EXERCÍCIOS:
1) Retorne o trecho do texto sobre Furnas Fundas situado entre "(2026) ‧ 1h53" e "a campanha eleitoral.", inclusive.
2) Responda com base no texto sobre Furnas Fundas:
(a) Qual é a duração informada?
(b) Como os moradores tratam Bartira?
(c) O que divide vizinhos, famílias e antigos aliados?

Furnas Fundas: Uma Fábula Gótica Brasileira

(2026) ‧ 1h53

Uma cidade assombrada por seus próprios conflitos

Rapha Ritchie

Uma pequena cidade já está suficientemente ocupada destruindo suas próprias relações quando mortos-vivos e vampiros começam a aparecer. A eleição municipal divide vizinhos, famílias e antigos aliados, transforma ressentimentos em combustível político e faz da disputa pelo poder uma espécie de rotina coletiva. Bartira, tratada pelos moradores como apenas mais uma bêbada inconveniente, observa tudo da margem até que justamente os personagens menos levados a sério precisam encarar uma ameaça que ultrapassa a campanha eleitoral.

É nessa aproximação entre o absurdo político e o horror que Furnas Fundas: Uma Fábula Gótica Brasileira ganha identidade. O sobrenatural não invade uma comunidade pacífica, mas uma cidade que já estava em conflito muito antes da chegada dos monstros. A eleição reduz grandes discursos a relações pequenas e reconhecíveis, porque quem escolhe um lado no palanque continuará encontrando o adversário na praça, na rua e dentro da própria família.

A sátira evita depender de partidos específicos, o que amplia seu alcance, mas também exige que o comportamento dos personagens sustente aquilo que pretende comentar. O interesse está menos em descobrir quem representa determinada posição política e mais em acompanhar oportunismo, vaidade, ressentimento e a facilidade com que qualquer discussão passa a ser tratada como confronto. Nesse cenário, vampiros e mortos-vivos deixam de ser apenas interrupções fantásticas e passam a conviver com uma cidade cuja normalidade já era suficientemente estranha.

DADOS:
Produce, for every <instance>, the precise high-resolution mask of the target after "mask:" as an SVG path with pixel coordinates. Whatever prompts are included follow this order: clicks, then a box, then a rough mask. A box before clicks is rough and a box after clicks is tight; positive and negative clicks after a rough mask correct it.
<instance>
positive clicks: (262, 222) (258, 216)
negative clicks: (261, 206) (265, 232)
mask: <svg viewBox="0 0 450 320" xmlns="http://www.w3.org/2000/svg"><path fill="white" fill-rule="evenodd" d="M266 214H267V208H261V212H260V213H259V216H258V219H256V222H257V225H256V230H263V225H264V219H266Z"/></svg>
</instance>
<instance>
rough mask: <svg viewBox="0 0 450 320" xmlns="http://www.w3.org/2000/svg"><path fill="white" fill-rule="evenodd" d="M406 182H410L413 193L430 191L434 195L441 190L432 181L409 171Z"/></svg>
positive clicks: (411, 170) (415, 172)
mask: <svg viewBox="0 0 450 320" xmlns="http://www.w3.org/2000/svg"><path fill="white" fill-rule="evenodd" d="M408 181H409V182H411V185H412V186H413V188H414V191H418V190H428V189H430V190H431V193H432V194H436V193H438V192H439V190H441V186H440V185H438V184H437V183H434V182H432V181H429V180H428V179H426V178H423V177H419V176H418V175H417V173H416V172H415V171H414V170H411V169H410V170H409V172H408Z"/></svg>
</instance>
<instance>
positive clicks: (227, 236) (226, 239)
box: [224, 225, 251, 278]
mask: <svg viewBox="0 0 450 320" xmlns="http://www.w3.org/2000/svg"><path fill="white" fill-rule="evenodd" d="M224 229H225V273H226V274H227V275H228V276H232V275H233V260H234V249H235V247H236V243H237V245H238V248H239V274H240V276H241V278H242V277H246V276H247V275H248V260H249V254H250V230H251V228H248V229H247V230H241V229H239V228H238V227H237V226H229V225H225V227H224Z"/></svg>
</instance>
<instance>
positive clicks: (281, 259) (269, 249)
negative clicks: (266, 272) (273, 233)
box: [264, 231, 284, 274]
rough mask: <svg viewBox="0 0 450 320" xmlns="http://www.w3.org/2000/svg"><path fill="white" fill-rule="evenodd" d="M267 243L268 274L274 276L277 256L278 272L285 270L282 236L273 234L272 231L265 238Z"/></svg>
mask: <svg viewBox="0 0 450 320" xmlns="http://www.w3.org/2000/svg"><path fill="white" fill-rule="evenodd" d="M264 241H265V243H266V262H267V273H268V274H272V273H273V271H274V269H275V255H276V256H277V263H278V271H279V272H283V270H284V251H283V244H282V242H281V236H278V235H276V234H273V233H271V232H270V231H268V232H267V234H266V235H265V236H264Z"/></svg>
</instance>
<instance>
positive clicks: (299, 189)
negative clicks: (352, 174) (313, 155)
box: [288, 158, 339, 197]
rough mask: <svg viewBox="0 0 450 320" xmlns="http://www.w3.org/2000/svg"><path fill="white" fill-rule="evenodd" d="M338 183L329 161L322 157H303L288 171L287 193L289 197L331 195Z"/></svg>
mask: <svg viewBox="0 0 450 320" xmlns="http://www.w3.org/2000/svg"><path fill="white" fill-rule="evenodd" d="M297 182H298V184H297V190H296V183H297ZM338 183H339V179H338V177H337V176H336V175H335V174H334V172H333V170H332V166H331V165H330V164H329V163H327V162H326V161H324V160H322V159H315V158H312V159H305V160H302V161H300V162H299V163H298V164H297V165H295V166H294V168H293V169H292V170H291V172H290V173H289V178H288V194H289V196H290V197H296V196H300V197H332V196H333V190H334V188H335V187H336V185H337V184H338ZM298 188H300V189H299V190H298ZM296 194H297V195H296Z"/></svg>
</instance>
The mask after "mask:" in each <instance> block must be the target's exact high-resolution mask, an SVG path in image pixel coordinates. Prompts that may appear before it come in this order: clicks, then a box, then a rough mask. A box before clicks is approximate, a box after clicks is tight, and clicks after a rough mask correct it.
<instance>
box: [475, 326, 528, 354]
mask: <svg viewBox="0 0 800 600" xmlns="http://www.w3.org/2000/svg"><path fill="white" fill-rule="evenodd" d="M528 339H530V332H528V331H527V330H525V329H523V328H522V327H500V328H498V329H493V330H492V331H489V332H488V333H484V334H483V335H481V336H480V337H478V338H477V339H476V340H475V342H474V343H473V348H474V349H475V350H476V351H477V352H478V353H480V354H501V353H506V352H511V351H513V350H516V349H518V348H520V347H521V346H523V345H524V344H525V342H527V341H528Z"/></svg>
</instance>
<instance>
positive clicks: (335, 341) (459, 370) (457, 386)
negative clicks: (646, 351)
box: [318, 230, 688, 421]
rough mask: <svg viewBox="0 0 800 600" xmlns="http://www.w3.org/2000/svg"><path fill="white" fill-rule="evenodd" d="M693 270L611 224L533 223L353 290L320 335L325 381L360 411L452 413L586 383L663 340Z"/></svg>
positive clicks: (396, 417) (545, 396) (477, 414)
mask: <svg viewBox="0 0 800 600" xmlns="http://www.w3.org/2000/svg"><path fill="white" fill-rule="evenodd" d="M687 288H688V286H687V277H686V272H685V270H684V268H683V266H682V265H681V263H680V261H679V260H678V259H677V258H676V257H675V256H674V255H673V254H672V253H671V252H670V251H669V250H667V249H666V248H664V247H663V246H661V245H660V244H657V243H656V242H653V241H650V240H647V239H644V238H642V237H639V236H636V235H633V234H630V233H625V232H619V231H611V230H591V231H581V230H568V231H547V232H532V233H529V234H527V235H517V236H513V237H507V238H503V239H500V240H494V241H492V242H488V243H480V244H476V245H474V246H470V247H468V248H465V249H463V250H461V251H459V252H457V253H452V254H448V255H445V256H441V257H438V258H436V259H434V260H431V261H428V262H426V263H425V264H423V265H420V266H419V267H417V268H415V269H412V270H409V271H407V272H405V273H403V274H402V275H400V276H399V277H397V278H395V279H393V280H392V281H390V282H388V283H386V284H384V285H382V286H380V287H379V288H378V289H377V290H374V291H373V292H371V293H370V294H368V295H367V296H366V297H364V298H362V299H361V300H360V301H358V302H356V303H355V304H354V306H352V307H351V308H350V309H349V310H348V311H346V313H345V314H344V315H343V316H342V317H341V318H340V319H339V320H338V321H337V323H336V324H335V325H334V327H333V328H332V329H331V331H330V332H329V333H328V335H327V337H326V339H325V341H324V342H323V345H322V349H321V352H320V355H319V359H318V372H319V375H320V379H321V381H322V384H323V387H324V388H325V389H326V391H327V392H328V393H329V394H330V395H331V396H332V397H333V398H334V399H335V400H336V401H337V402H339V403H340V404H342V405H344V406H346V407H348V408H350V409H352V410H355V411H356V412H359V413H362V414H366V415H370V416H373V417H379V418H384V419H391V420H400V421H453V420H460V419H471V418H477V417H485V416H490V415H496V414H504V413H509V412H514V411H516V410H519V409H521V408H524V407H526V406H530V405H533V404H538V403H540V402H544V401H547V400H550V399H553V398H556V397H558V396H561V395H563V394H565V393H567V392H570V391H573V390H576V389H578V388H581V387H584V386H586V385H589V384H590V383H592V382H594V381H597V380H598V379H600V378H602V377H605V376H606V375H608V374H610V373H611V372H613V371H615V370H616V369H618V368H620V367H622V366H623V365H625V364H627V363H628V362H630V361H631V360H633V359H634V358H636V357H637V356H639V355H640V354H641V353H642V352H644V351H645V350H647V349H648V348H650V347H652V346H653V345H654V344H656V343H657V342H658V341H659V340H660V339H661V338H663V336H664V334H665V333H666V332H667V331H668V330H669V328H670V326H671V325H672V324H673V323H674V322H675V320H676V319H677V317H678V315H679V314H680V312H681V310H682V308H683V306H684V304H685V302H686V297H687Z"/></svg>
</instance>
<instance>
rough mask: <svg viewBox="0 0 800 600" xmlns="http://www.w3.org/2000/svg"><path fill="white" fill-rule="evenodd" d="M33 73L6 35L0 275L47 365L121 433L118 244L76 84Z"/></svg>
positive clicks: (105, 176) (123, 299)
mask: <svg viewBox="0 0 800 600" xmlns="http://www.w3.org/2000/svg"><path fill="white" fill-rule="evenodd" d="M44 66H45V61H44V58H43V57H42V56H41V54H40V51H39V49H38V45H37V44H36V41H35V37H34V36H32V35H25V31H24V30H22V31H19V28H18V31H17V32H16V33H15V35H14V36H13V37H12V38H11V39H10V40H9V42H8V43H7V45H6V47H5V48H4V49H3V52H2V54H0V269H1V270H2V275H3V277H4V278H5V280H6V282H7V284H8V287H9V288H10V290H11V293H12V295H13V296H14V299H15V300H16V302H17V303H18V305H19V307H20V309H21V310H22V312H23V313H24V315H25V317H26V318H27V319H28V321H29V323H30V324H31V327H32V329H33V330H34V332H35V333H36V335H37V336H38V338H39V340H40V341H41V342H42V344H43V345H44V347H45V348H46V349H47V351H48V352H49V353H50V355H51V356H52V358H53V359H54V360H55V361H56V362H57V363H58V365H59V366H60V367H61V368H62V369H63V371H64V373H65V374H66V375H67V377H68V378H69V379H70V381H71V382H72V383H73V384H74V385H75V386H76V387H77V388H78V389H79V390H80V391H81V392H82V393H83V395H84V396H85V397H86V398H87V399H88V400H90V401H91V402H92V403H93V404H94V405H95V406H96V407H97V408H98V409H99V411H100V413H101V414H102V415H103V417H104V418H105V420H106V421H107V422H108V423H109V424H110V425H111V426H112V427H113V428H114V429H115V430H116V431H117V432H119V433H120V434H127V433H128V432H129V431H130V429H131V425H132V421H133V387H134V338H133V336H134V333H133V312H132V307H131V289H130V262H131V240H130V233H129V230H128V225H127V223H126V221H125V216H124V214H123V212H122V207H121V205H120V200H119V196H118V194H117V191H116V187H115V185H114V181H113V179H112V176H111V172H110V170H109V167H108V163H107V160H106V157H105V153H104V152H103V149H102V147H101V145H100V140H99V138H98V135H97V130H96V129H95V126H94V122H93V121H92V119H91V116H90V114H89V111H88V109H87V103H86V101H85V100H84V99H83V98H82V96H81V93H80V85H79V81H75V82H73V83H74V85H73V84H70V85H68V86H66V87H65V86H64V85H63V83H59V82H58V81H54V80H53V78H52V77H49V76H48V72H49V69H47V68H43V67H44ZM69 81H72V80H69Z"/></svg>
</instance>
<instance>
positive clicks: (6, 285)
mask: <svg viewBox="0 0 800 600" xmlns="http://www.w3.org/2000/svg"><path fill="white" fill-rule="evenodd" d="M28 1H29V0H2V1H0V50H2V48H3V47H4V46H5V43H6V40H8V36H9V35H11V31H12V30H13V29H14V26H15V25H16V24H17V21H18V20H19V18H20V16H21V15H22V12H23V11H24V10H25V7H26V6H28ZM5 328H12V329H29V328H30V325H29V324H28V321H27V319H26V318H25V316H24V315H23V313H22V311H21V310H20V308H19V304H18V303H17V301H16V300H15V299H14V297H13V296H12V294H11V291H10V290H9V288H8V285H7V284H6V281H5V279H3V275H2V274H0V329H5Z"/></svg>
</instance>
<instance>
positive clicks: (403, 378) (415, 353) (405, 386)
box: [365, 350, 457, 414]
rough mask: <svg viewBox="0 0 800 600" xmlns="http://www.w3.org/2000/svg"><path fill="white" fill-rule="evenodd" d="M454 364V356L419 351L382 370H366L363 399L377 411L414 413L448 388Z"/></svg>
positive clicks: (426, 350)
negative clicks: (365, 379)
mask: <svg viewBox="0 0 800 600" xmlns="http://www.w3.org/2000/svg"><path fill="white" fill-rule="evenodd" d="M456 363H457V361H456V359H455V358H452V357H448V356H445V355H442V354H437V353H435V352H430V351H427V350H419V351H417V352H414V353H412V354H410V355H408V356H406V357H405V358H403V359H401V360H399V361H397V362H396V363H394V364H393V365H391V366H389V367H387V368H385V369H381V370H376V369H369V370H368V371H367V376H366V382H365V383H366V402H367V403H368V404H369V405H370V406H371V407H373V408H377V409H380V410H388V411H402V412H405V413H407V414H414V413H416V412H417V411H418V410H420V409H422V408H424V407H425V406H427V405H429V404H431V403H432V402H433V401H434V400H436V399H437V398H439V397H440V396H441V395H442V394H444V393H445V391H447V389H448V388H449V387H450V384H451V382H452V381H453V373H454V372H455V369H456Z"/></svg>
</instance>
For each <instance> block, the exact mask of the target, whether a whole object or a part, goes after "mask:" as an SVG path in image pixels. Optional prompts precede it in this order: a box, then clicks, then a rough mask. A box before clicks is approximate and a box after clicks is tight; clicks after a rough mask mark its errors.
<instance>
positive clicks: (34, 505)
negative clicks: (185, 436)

RESPOSTAS ESCRITAS:
1)
(2026) ‧ 1h53

Uma cidade assombrada por seus próprios conflitos

Rapha Ritchie

Uma pequena cidade já está suficientemente ocupada destruindo suas próprias relações quando mortos-vivos e vampiros começam a aparecer. A eleição municipal divide vizinhos, famílias e antigos aliados, transforma ressentimentos em combustível político e faz da disputa pelo poder uma espécie de rotina coletiva. Bartira, tratada pelos moradores como apenas mais uma bêbada inconveniente, observa tudo da margem até que justamente os personagens menos levados a sério precisam encarar uma ameaça que ultrapassa a campanha eleitoral.

2)
(a) 1h53.
(b) Como apenas mais uma bêbada inconveniente.
(c) A eleição municipal.